According to the Cleartrip article, in what year was the company founded, and by whom?

Selected excerpt:
┌────────
= Cleartrip =

Global online travel company

Cleartrip (previously known as Cleartrip Travel Services Private Limited) is a global online travel agency, headquartered in Mumbai.

== History ==
Cleartrip was founded in 2006 as a hotels and air aggregator by Stuart Crighton, Hrush Bhatt, and Matthew Spacie. Seeing the fragmentation that existed in the Indian travel and hospitality sector, the founders decided to enter the online travel space.

Cleartrip also operates Cleartrip for Business, an online corporate travel management tool; Agent Box, a travel tool for travel agents; and Cleartrip Mobile, a travel booking app for mobile devices. In 2012, it launched new services such as Quickeys, a hotel booking application and other journey planning services.

In January 2013, Cleartrip brought air, rail and bus tickets to Apple's Passbook. The same year the company undertook a massive UI redesign project, Tuxedo where every field in the website was thought through in terms of placement, display, action.
└────────
Entries provided:
┌────────
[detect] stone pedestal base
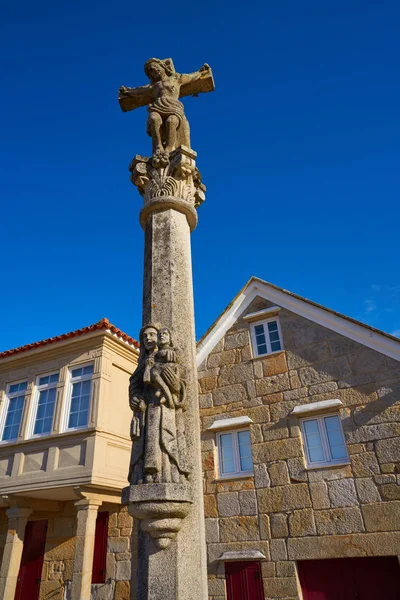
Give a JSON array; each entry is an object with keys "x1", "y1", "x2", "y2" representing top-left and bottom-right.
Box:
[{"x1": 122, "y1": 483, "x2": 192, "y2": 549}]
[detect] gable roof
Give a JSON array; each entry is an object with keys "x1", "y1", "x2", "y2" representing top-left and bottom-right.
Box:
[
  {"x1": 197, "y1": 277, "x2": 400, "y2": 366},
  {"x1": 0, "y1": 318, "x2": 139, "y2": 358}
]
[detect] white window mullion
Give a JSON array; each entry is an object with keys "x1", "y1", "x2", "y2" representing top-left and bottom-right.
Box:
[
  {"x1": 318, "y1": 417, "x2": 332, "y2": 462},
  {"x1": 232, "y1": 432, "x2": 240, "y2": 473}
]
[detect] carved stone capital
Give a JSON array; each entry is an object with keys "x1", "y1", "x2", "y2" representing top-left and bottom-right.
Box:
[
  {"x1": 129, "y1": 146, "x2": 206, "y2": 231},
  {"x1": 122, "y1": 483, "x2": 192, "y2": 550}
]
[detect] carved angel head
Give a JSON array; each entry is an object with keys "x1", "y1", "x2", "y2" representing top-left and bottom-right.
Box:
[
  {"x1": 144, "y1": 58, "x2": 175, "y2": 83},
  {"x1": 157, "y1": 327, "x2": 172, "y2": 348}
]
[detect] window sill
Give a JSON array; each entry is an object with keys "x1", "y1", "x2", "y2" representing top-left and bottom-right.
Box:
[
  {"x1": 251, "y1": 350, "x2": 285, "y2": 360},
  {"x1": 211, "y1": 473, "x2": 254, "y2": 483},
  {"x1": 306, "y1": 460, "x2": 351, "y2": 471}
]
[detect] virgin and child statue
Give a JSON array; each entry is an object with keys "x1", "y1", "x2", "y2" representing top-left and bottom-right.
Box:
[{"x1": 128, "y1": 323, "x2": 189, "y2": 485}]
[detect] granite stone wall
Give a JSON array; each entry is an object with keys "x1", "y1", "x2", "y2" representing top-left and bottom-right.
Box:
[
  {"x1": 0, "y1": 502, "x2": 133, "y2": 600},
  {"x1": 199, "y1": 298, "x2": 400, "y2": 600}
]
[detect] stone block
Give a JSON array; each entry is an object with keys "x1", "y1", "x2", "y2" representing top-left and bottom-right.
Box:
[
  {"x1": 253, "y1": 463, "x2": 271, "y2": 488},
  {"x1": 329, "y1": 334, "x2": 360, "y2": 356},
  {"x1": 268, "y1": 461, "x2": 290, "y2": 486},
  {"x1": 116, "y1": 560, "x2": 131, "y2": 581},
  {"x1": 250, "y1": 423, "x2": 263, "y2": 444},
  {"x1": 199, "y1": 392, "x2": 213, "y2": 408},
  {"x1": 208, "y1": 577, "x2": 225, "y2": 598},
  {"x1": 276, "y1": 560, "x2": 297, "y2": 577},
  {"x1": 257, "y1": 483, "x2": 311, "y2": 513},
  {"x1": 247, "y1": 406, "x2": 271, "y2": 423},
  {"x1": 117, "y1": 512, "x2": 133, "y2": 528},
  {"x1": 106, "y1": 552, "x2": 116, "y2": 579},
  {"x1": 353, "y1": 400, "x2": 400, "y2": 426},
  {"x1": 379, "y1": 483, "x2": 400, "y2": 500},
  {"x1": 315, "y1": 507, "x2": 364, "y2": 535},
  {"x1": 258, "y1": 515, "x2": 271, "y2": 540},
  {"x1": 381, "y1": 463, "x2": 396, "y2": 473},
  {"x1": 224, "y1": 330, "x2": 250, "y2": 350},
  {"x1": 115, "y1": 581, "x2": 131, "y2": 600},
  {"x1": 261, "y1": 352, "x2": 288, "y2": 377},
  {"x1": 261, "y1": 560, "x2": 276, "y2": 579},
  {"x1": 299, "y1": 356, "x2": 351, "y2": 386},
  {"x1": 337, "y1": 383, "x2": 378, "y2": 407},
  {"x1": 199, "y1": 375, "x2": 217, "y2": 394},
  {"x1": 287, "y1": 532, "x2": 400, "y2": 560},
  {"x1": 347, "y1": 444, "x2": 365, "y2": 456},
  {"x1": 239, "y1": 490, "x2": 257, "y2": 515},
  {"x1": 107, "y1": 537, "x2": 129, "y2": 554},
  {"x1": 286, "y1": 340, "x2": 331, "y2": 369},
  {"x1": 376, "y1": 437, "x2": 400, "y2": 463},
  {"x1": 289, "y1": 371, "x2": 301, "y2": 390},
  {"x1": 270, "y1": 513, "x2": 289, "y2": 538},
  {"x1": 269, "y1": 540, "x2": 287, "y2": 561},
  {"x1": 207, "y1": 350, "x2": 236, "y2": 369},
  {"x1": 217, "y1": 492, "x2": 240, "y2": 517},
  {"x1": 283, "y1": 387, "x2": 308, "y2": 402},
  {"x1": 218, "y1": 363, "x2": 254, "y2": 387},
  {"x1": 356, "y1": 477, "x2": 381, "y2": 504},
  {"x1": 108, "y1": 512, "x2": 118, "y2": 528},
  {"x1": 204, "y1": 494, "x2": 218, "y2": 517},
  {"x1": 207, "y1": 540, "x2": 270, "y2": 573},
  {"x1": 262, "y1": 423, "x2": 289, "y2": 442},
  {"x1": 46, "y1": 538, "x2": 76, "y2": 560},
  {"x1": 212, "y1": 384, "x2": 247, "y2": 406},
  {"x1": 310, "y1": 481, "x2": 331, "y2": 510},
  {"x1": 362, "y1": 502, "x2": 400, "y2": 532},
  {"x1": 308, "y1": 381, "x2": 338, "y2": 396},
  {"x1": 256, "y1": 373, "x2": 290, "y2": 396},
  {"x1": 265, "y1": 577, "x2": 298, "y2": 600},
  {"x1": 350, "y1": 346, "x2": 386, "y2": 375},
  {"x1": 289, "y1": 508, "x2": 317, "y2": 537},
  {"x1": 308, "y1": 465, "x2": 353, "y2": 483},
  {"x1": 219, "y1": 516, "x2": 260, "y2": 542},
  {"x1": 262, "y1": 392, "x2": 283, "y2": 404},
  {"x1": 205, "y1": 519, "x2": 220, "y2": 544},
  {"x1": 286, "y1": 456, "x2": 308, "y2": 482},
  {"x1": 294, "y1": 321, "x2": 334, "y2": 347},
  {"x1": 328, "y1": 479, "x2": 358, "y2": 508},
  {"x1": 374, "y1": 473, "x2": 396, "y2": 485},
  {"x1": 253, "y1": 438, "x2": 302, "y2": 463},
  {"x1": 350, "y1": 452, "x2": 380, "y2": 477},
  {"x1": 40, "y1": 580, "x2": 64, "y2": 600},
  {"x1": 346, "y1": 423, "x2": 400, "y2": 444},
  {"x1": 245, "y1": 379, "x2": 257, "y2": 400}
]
└────────
Response area:
2006, by Stuart Crighton, Hrush Bhatt, and Matthew Spacie.